» Available records
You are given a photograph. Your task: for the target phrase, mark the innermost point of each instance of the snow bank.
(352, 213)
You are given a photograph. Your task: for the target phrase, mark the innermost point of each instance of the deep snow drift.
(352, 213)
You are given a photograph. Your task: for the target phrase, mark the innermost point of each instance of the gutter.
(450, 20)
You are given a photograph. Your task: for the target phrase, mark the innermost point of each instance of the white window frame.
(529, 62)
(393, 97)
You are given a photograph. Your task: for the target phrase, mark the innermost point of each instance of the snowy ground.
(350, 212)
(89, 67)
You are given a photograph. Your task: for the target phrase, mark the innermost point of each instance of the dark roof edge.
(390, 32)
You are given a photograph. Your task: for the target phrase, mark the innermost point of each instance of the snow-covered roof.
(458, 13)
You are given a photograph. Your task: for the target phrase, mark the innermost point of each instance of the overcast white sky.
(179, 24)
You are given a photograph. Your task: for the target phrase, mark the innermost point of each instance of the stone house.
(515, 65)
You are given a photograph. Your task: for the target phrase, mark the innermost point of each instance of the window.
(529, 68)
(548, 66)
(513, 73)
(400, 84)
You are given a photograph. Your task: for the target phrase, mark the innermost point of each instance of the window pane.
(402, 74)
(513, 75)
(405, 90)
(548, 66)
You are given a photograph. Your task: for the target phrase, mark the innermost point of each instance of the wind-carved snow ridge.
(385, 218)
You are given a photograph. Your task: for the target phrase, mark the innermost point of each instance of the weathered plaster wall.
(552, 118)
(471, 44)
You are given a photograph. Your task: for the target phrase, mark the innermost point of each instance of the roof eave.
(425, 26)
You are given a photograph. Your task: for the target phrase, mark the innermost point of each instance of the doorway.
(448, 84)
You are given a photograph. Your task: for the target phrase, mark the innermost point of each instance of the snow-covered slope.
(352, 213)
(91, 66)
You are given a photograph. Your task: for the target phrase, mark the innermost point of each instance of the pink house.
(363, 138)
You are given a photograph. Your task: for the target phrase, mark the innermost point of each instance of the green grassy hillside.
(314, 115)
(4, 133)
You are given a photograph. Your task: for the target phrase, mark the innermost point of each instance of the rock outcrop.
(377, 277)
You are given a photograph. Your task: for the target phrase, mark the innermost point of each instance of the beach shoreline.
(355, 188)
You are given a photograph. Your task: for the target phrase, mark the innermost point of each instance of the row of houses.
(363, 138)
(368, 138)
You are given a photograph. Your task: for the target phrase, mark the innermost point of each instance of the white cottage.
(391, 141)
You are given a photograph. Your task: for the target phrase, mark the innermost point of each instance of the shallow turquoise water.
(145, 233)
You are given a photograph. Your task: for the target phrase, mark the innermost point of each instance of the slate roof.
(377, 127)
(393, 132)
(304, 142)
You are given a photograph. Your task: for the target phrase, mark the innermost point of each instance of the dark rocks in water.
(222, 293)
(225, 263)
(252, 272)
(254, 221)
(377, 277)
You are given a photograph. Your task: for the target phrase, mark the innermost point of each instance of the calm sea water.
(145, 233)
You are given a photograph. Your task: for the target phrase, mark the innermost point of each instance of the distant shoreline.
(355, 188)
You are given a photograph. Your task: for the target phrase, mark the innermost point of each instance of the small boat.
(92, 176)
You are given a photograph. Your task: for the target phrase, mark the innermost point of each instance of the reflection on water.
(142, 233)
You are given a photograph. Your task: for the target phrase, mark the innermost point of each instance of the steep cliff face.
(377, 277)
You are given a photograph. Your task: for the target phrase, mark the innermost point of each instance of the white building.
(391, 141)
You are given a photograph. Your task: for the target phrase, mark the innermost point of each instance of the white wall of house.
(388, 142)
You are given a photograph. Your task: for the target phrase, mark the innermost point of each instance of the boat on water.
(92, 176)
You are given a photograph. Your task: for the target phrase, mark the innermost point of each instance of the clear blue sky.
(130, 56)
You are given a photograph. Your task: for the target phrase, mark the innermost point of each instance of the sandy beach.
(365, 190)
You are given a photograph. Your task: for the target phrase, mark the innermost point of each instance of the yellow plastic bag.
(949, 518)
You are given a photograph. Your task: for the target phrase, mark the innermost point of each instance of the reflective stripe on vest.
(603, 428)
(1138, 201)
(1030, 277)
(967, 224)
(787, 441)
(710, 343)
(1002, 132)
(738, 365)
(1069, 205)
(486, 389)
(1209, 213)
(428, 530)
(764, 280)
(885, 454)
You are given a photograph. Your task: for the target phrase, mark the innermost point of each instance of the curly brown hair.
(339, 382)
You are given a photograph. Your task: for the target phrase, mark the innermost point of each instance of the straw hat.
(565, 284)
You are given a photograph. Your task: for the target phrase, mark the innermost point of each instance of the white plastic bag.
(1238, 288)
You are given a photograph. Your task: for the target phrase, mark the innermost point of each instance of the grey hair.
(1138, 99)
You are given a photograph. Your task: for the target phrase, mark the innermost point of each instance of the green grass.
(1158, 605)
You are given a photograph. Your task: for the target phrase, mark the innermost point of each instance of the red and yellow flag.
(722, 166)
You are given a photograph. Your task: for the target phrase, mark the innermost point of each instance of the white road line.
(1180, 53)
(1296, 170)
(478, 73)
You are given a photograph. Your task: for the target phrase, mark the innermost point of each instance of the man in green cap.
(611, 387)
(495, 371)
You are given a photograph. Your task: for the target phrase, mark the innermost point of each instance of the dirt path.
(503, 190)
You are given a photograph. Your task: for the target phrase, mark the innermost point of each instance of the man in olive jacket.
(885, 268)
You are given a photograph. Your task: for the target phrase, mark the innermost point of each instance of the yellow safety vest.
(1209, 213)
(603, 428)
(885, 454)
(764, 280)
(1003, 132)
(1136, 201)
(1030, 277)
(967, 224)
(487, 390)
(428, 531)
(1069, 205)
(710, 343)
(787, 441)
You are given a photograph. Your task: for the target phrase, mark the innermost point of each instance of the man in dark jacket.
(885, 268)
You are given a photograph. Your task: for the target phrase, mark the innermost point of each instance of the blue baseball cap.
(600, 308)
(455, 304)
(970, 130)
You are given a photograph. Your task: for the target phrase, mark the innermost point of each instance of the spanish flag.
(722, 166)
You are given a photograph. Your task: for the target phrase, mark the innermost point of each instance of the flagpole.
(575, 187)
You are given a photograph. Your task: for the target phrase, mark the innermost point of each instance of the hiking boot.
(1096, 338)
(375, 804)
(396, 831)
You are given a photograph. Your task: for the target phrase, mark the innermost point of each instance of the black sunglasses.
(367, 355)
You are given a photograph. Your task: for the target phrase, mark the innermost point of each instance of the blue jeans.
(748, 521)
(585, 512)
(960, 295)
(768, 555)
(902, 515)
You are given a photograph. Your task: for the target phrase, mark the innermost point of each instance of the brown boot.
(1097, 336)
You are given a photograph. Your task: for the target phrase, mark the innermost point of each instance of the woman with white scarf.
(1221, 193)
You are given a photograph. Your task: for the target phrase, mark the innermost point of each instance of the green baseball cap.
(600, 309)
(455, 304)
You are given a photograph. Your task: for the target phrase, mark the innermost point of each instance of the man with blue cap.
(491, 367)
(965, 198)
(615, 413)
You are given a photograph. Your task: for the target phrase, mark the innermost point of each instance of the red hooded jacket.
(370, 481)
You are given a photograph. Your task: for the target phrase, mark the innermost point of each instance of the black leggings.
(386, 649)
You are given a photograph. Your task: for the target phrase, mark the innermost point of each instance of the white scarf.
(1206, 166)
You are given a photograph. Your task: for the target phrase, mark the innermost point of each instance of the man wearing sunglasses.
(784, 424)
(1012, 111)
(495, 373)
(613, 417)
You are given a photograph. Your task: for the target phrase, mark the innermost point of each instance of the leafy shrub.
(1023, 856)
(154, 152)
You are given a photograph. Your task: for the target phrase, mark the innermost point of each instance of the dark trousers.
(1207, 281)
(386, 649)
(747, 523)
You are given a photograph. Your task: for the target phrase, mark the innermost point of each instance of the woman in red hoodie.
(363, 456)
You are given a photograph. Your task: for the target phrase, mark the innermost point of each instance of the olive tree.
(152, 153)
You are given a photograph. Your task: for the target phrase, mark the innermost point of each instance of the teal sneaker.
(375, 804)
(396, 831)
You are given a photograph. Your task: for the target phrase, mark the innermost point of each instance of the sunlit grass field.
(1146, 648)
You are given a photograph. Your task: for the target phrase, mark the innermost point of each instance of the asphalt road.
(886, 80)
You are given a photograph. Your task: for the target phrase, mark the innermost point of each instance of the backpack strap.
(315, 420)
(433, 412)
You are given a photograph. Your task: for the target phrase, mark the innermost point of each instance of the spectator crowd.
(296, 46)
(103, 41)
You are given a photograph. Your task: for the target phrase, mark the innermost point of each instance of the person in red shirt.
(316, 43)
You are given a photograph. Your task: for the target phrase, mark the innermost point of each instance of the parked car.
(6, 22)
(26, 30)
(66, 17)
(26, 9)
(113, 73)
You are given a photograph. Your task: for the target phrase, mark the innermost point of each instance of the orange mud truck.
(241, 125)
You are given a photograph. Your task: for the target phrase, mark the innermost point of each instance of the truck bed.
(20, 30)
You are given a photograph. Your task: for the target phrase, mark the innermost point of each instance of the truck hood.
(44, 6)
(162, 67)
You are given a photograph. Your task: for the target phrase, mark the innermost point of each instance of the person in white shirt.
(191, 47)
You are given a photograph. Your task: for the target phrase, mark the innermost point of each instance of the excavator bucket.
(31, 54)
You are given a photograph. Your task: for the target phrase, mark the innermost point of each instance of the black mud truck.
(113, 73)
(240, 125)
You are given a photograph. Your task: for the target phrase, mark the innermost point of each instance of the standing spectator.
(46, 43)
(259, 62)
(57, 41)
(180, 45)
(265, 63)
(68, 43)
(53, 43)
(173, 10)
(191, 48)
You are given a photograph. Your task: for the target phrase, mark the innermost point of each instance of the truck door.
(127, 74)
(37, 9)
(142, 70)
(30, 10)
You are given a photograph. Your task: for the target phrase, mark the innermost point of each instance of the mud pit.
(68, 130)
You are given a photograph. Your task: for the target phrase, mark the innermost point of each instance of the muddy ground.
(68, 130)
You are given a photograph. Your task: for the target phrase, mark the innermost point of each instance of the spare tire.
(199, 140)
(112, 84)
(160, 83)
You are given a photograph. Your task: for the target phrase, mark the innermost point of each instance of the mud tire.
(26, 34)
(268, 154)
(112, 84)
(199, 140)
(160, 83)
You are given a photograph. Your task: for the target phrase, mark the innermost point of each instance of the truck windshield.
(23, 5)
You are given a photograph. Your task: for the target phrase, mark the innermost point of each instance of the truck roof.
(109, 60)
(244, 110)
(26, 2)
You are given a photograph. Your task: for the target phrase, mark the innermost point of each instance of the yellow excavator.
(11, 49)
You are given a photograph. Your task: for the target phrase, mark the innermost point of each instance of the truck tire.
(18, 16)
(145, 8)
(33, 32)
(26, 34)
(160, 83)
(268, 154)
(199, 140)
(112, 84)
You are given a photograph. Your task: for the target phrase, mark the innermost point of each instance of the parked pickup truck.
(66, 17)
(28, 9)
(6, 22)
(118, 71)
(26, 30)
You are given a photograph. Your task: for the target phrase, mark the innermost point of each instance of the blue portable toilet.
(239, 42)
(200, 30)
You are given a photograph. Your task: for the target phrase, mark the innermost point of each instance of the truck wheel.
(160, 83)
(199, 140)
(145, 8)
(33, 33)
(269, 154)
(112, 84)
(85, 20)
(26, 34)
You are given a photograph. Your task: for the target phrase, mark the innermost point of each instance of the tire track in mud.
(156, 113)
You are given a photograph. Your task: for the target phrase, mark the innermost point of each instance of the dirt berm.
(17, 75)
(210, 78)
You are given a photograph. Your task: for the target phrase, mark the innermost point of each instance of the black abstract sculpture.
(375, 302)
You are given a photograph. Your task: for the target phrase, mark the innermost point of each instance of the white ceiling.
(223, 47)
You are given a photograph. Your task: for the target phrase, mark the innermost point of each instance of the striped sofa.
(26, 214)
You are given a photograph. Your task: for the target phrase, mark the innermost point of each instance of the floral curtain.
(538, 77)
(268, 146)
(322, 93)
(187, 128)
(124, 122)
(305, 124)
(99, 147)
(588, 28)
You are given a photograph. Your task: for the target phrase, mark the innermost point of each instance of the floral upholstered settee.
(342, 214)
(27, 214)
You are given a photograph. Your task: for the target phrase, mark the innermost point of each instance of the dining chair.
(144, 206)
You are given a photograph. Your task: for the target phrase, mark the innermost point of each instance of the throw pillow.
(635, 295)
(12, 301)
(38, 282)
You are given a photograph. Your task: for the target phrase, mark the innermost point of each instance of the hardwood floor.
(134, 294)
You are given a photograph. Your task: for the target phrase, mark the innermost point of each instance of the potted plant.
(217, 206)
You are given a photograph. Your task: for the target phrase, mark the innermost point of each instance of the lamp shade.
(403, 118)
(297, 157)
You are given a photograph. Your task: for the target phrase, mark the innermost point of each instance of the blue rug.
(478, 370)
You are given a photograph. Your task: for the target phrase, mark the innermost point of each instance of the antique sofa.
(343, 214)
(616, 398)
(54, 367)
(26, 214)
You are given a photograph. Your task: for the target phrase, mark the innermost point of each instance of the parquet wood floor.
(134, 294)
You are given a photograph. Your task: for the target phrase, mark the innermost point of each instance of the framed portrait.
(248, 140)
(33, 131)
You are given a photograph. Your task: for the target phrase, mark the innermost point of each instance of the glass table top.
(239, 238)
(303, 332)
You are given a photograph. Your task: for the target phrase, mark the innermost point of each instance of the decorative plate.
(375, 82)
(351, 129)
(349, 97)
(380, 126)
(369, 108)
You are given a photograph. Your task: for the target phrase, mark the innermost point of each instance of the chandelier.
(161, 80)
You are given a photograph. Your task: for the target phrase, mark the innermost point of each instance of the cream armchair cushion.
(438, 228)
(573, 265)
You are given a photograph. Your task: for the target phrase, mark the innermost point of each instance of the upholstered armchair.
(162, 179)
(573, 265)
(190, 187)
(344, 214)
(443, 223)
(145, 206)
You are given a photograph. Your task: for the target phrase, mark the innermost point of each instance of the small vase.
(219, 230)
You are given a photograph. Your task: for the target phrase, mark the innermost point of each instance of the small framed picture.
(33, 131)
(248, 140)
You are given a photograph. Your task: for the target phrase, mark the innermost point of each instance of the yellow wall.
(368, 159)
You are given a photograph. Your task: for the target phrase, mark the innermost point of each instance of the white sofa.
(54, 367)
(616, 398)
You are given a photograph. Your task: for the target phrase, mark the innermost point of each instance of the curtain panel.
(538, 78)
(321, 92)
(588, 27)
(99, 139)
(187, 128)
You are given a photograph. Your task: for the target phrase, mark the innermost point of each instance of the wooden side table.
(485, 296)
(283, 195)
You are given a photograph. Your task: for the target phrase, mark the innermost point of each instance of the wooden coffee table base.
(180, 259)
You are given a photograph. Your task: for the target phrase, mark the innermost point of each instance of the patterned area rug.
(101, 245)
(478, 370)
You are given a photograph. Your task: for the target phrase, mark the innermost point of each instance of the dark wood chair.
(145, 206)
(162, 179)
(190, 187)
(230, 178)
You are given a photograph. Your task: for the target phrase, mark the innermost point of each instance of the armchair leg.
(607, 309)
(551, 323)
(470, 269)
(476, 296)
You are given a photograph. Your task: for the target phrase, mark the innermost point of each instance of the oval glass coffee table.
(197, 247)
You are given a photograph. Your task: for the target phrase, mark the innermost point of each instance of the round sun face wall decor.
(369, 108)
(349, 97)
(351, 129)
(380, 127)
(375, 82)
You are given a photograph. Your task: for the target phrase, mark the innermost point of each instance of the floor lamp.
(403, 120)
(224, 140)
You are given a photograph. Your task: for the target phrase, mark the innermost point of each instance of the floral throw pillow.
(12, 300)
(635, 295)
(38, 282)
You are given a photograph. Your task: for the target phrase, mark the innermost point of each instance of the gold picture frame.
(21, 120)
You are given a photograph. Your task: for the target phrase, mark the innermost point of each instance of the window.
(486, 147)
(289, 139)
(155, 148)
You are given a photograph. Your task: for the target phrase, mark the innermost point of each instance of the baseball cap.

» Task description
Write out, word for word, every line from the one containing "floral throw pillow." through the last line of the records above.

» Solution to the problem
You are given a photograph. Your task: for the target phrase, mark the innermost point of each instance of the floral throw pillow.
(12, 300)
(635, 295)
(38, 282)
You are given a photograph. Your task: for the target phrase, mark the innermost point of each instance of the gold picture frame.
(21, 120)
You are given a photograph. Your task: for the target phrase, mark the innermost point of each instance of the window.
(486, 147)
(289, 139)
(155, 148)
You are given a photograph. Your task: for the target phrase, mark the innermost point of each instance of the baseball cap.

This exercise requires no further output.